Please update the rows from the beginning down through the line holding "x=926, y=512", inclusive, replacing "pin" with "marker" and leaving everything else unchanged. Leave the pictures out of your answer.

[START OF Dataset records]

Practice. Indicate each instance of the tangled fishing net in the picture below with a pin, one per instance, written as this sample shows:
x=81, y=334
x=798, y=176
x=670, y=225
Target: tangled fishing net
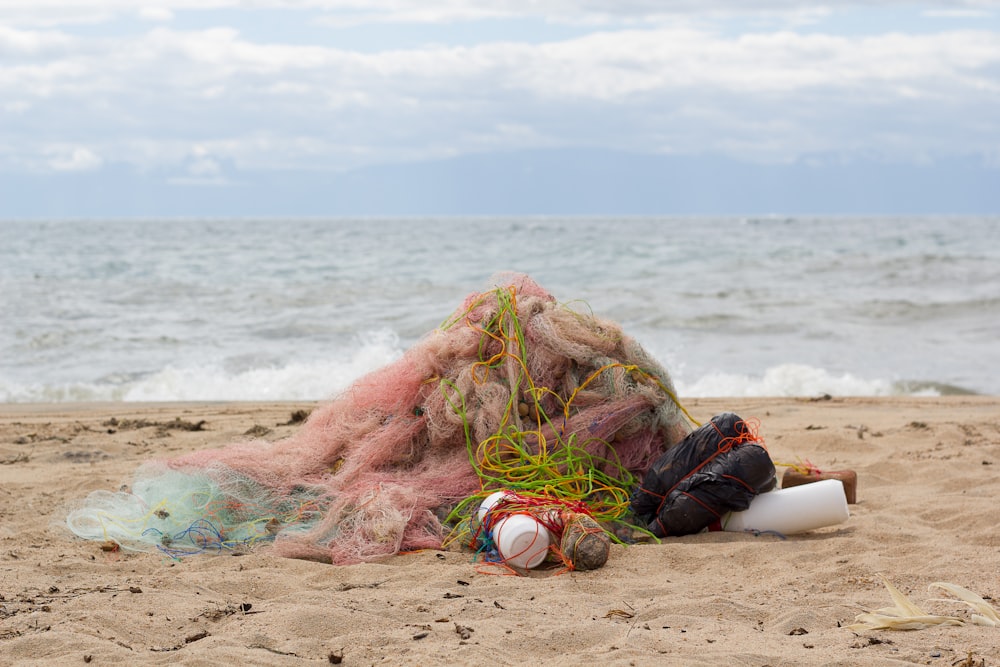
x=513, y=391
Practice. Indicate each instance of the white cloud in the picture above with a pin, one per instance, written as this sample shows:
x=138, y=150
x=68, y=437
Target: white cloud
x=767, y=96
x=72, y=158
x=158, y=14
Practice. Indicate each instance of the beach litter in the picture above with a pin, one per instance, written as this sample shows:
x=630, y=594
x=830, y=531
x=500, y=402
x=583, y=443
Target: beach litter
x=513, y=392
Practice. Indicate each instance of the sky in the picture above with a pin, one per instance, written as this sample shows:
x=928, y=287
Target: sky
x=340, y=107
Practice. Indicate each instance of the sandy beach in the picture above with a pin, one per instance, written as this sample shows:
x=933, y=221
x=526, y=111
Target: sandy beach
x=926, y=512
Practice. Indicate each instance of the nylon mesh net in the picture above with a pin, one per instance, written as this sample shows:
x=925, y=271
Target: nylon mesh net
x=513, y=390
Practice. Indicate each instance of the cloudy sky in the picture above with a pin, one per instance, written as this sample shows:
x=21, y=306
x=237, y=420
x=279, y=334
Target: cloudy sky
x=216, y=97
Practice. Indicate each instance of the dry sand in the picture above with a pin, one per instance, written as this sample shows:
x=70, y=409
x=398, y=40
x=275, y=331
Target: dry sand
x=927, y=511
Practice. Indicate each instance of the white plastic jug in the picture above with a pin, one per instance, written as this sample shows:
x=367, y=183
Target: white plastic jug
x=797, y=509
x=521, y=540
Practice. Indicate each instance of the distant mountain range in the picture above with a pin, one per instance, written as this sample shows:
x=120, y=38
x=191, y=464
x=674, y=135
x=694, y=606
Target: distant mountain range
x=546, y=182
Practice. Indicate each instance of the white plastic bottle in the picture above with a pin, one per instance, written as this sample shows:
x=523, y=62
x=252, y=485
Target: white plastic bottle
x=521, y=540
x=797, y=509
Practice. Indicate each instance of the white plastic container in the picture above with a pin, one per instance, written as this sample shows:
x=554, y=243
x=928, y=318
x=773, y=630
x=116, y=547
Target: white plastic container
x=521, y=540
x=797, y=509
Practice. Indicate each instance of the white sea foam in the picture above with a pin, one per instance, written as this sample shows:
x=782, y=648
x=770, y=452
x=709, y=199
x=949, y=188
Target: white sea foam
x=116, y=311
x=324, y=379
x=785, y=380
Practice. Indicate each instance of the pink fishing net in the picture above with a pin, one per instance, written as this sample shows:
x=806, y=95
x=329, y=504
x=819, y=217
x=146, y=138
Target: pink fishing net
x=512, y=376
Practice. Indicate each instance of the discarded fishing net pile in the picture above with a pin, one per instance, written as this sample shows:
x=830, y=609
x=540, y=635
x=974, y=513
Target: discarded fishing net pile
x=512, y=391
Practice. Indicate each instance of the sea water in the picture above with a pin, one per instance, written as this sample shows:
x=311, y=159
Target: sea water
x=296, y=309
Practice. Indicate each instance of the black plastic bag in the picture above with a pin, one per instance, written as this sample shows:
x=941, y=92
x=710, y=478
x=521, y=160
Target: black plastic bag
x=718, y=468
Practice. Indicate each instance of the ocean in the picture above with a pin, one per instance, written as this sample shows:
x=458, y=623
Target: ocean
x=296, y=309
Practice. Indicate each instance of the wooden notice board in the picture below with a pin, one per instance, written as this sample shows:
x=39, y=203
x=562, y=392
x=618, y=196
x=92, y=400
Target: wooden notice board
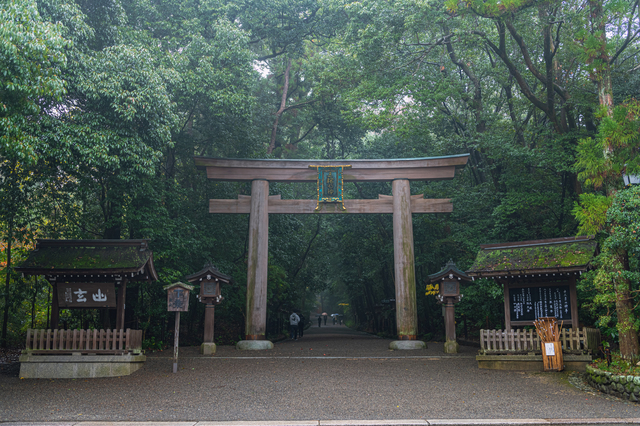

[END OF Dataset records]

» **The answer**:
Practice. Indicate each instance of the tangled fishing net in the picture below with a marker, one per instance, written as this sample shows:
x=81, y=334
x=798, y=176
x=670, y=225
Target: tangled fishing net
x=513, y=391
Practice. Indicate each instance of the white cloud in the picture above with a marker, one per instance, written as this sample shows:
x=138, y=150
x=68, y=437
Target: white cloud
x=767, y=96
x=72, y=158
x=158, y=14
Practice. Indicate each instance of the beach litter in the picture above with a marker, one per instance, written as this sample shows:
x=630, y=594
x=830, y=531
x=500, y=402
x=583, y=443
Target: beach litter
x=513, y=392
Practice. Indicate each instance of the sky in the picture above with a marker, one per instance, written as this sample shows:
x=928, y=287
Target: sky
x=340, y=107
Practice. Indicate each instance of the sandy beach in the picture above with a marker, one per instance, written as this sample shows:
x=933, y=221
x=526, y=111
Target: sandy beach
x=926, y=512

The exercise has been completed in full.